*INPUT MATERIAL:*
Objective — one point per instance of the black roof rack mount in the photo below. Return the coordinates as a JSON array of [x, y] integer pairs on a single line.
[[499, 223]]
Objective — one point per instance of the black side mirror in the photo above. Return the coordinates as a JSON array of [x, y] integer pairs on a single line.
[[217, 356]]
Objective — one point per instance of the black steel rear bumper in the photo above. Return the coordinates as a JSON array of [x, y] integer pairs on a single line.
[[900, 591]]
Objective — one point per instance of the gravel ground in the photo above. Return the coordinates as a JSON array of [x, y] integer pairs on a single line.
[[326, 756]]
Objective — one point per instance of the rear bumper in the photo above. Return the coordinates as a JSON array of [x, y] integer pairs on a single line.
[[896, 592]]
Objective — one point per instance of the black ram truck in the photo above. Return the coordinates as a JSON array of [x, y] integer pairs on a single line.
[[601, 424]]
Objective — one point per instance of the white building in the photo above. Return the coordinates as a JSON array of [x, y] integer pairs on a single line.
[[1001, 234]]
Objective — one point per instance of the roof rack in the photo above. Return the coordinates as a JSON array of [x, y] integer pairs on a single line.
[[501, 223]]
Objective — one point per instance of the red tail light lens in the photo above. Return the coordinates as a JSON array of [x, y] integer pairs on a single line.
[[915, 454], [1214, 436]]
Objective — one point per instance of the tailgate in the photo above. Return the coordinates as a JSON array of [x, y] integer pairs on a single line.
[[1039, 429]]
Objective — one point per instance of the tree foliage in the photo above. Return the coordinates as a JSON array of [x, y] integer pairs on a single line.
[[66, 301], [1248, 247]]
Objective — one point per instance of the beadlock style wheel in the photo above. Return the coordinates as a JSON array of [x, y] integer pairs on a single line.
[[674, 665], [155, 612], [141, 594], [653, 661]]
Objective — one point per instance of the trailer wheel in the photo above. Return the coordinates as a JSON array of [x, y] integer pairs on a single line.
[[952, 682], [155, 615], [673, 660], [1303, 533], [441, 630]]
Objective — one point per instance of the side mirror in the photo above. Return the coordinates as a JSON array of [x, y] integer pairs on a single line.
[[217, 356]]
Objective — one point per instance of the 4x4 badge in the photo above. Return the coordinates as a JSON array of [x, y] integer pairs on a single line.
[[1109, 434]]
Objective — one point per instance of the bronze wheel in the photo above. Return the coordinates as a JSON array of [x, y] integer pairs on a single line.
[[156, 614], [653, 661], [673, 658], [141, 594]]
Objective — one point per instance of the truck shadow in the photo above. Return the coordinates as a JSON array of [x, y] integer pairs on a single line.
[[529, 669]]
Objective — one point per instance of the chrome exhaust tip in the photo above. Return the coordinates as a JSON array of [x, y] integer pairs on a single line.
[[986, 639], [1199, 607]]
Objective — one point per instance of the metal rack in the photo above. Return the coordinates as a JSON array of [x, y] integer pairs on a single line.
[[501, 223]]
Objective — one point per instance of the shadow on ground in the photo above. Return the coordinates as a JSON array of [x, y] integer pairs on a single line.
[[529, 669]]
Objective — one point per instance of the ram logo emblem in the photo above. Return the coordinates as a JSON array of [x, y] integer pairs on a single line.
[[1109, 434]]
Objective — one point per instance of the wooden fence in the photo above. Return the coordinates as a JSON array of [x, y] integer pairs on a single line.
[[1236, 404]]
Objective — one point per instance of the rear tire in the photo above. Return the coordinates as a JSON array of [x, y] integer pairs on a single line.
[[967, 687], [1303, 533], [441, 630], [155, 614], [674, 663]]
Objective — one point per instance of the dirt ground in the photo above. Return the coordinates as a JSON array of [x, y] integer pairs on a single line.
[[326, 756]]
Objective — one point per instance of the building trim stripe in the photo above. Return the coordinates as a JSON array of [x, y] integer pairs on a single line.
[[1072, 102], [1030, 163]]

*WHAT TO PRODUCE:*
Print, exactly as given, the lines from the one with "Objective — one point per instance of the chrome" through the last line of the material above, and no others.

*EXERCISE SOLUTION:*
Objective — one point per instance of the chrome exhaust tip in the photo above. Return the coordinates as a JSON array of [x, y] integer pairs on a single line.
[[986, 639], [1199, 607]]
Objective — one point per instance of the metal rack in the photo above. Return the coordinates as a JSON array of [x, y] integer pairs on a single line.
[[501, 223]]
Objective — one point per instance of the shadow on ground in the photo above. Return the coordinates as a JSON array of [x, y] integer pairs on a single line.
[[529, 669]]
Objective — one point per instance of the ram logo emblem in the photo above. Return the coordinates as a JSON array of [x, y] integer pairs on a single line.
[[1109, 434]]
Objective — one point per instance of the wooden fence in the photo above. Return the coordinates as a JSON array of [x, y] integer pairs on a single line.
[[1236, 404]]
Objective — one point per instance of the rear tire in the photo above. Return the coordinates as a JSON array of [x, y] integer pairs on a single line.
[[967, 687], [1303, 533], [441, 630], [155, 614], [674, 663]]
Objective — one point per instance of the dirt ground in the photo above. Return the coordinates as a JSON array of [x, y] integer pairs on a single line.
[[326, 756]]
Objective — one point per instance of the building trim stripe in the photo above. Return the coordinates as a JSON array of [x, y] integer pairs on a single line.
[[1072, 102], [1030, 163]]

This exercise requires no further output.